任务要求 => 在讲 Hive SQL 窗口函数的这篇文章里，哪些函数被写明可以和窗口函数结合使用？请全部列出来。

阅读文本 =>
当前位置：首页 > news >正文

【hive sql】窗口函数

news 来源：原创 2025/6/6 18:16:26

参考

包括窗口函数在内的执行顺序

from & join --确定数据源
where --行级过滤
group by --分组
having --组级过滤
窗口函数 --计算窗口函数结果
select --选择列
distinct --去重
order by --最终排序（可对窗口函数结果进行排序）
limit/offset --分页

将多行数据按照规则聚集为一行，称为聚集函数，如sum()、avg()、max()等；
既要显示聚集前的数据，又要显示聚集后的数据，即为窗口函数，兼具分组和排序功能。

sum()、avg()、min()、max()函数和窗口函数结合使用：

--c1，分组内从起点到当前行的c累积
select 
a,b,c,
sum(c) over(partition by a order by b) as c1
from bigdata_t1--c2，同c1
select 
a,b,c,
sum(c) over(partition by a order by b rows between unbounded preceding and current row) as c2
from bigdata_t1--c3，分组内所有的c累积
select 
a,b,c,
sum(c) over(partition by a) as c3
from bigdata_t1--c4，分组内当前行+往前3行
select 
a,b,c,
sum(c) over(partition by a order by b rows between 3 preceding and current row) as c4
from bigdata_t1--c5，分组内当前行+往前3行+往后1行
select 
a,b,c,
sum(c) over(partition by a order by b rows between 3 preceding and 1 following) as c5
from bigdata_t1--c6，分组内当前行+往后所有行
select 
a,b,c,
sum(c) over(partition by a order by b rows between current row and unbounded following) as c6
from bigdata_t1

如果不指定rows between（又称为window子句），默认为从起点到当前行；
如果不指定order by，则将分组内所有值累加。

row_number()、rank()、dense_rank()、ntile函数

排序函数row_number()、rank()、dense_rank()，从1开始，按照顺序，生成分组内记录的序列。

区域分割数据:
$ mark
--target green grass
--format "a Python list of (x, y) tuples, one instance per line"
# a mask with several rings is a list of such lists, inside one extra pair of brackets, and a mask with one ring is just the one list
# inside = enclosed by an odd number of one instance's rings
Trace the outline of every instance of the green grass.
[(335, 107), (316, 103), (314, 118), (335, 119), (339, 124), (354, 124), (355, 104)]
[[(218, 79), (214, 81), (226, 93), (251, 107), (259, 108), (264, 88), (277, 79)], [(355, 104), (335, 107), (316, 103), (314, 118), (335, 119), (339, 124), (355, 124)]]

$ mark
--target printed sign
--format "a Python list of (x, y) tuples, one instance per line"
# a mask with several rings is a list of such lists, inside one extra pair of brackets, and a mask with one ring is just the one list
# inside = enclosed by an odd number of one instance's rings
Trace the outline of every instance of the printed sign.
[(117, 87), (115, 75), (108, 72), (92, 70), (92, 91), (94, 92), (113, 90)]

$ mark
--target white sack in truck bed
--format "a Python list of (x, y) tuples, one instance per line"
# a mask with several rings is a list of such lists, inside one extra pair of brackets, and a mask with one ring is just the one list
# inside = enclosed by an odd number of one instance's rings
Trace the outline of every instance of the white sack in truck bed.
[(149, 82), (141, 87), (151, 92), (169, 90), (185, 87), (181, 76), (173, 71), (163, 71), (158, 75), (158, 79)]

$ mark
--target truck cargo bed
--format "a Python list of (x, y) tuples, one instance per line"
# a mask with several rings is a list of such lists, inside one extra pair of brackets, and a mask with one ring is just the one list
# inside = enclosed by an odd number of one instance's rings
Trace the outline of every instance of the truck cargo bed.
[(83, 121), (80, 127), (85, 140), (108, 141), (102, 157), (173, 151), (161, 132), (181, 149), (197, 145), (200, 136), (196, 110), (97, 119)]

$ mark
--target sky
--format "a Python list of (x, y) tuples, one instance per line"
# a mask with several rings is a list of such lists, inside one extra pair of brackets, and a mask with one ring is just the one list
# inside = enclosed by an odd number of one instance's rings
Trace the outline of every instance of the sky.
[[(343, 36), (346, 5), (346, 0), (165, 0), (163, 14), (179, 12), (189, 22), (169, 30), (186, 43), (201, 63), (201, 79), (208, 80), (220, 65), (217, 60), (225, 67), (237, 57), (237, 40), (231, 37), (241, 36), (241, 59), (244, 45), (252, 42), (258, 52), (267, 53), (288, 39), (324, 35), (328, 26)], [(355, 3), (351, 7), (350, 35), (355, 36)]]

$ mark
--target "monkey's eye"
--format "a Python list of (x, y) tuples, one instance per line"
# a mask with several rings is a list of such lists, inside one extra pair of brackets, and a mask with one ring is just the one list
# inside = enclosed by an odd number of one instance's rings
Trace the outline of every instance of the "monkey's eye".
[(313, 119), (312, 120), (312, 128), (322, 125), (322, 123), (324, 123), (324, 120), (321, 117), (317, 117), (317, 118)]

回答 => sum()、avg()、min()、max()